任务要求 →
**a.** 根据关于 Spark HashPartitioner 的摘录，使用 pairRdd.partitionBy(new spark.HashPartitioner(n)) 可以分为多少个区？
**b.** 从末行之后续写关于 Spark HashPartitioner 的摘录。

所供摘录 →
▬▬▬

1、HashPartitioner
使用pairRdd.partitionBy(new spark.HashPartitioner(n))
,可以分为 n 个区
Scala构建RDD分区查看方法
def mapPartIndexFunc(i1:Int,iter: Iterator[(Int,Int)]):Iterator[(Int,(Int,Int))]={
var res = List[(Int,(Int,Int))]()
while(iter.hasNext){
var next = iter.next()
res=res.::(i1,next)
}
res.iterator
}
def printRDDPart(rdd:RDD[(Int,Int)]): Unit ={
var mapPartIndexRDDs = rdd.mapPartitionsWithIndex(mapPartIndexFunc)
mapPartIndexRDDs.foreach(println( _))
}
Java构建RDD分区查看方法
private static void printPartRDD(JavaPairRDD<Integer, Integer> pairRDD) {
JavaRDD<Tuple2<Integer, Tuple2<Integer, Integer>>> mapPartitionIndexRDD = pairRDD.mapPartitionsWithIndex(new Function2<Integer, Iterator<Tuple2<Integer, Integer>>, Iterator<Tuple2<Integer, Tuple2<Integer, Integer>>>>() {
@Override
public Iterator<Tuple2<Integer, Tuple2<Integer, Integer>>> call(Integer partIndex, Iterator<Tuple2<Integer, Integer>> tuple2Iterator) {
ArrayList<Tuple2<Integer, Tuple2<Integer, Integer>>> tuple2s = new ArrayList<>();
while (tuple2Iterator.hasNext()) {
Tuple2<Integer, Integer> next = tuple2Iterator.next();
tuple2s.add(new Tuple2<Integer, Tuple2<Integer, Integer>>(partIndex, next));
}
return tuple2s.iterator();
}
}, false);
mapPartitionIndexRDD.foreach(new VoidFunction<Tuple2<Integer, Tuple2<Integer, Integer>>>() {
@Override
public void call(Tuple2<Integer, Tuple2<Integer, Integer>> integerTuple2Tuple2) throws Exception {
System.out.println(integerTuple2Tuple2);
}
});
}
Scala版本
val conf = new SparkConf().setMaster("local[*]").setAppName("HashPartitionerScala")

▬▬▬

所给信息 →
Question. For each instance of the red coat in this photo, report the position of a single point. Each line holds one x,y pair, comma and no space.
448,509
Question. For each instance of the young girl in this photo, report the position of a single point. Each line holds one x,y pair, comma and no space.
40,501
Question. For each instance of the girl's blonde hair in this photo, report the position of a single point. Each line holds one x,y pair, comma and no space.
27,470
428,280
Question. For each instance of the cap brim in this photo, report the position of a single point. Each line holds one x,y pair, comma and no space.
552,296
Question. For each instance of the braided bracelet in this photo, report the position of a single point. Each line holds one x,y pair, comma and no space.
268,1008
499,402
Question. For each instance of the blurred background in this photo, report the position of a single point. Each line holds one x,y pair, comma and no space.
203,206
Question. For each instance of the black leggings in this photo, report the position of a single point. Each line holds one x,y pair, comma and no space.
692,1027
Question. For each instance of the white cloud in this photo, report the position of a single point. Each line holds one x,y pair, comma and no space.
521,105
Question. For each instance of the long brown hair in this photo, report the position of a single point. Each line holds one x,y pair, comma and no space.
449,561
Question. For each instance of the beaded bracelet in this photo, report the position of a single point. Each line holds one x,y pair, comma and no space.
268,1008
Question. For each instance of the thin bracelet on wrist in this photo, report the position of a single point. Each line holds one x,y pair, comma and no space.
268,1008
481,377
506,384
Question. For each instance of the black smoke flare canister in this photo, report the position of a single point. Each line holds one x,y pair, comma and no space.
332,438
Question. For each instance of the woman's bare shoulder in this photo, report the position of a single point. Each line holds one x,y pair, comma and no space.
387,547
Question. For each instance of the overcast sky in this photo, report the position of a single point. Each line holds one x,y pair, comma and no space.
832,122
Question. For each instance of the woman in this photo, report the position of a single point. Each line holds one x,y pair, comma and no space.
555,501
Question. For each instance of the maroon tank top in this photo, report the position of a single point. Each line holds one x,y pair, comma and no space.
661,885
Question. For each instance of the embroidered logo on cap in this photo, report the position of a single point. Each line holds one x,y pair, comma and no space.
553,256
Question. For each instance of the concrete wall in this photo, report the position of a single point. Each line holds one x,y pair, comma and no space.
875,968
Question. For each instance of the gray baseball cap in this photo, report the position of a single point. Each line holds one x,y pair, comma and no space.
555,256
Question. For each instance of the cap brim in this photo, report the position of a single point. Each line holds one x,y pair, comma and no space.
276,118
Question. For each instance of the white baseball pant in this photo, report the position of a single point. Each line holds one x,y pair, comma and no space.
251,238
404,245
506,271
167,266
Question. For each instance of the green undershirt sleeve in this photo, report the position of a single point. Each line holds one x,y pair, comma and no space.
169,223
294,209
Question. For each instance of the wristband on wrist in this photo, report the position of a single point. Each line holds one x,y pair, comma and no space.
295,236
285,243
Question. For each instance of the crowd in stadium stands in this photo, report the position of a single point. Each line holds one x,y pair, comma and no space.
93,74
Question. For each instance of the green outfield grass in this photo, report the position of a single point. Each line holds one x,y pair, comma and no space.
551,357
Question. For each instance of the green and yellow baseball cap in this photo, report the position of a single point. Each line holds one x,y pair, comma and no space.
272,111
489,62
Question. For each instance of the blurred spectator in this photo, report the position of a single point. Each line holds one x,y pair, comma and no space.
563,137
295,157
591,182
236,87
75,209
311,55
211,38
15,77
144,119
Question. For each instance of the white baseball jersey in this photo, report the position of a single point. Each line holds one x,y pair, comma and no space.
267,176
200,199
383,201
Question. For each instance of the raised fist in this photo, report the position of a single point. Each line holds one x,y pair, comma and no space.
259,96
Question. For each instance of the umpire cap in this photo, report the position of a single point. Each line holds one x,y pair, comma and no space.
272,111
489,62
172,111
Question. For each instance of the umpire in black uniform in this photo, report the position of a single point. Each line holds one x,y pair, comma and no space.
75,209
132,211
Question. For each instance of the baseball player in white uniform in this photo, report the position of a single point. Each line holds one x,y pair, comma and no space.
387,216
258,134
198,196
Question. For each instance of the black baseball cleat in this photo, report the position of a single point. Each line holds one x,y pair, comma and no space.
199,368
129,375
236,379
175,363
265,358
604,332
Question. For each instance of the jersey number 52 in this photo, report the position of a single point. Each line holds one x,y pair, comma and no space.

▬▬▬

任务解答 →
**a.** 可以分为 n 个区。

**b.**
val sc = new SparkContext(conf)
var pairRdd = sc.parallelize(List((1,1), (1,2), (2,3), (2,4), (3,5), (3,6),(4,7), (4,8),(5,9), (5,10)))
//未分区的输出
printRDDPart(pairRdd)
println("=========================")
val partitioned = pairRdd.partitionBy(new spark.HashPartitioner(3))
//分区后的输出
printRDDPart(partitioned)
Java版本
SparkConf conf = new SparkConf().setMaster("local[*]").setAppName("HashPartitioner Java");
JavaSparkContext sc = new JavaSparkContext(conf);
JavaRDD<Tuple2<Integer, Integer>> tupRdd = sc.parallelize(Arrays.asList(new Tuple2<Integer, Integer>(1, 1), new Tuple2<Integer, Integer>(1, 2)
, new Tuple2<Integer, Integer>(2, 3), new Tuple2<Integer, Integer>(2, 4)
, new Tuple2<Integer, Integer>(3, 5), new Tuple2<Integer, Integer>(3, 6)
, new Tuple2<Integer, Integer>(4, 7), new Tuple2<Integer, Integer>(4, 8)
, new Tuple2<Integer, Integer>(5, 9), new Tuple2<Integer, Integer>(5, 10)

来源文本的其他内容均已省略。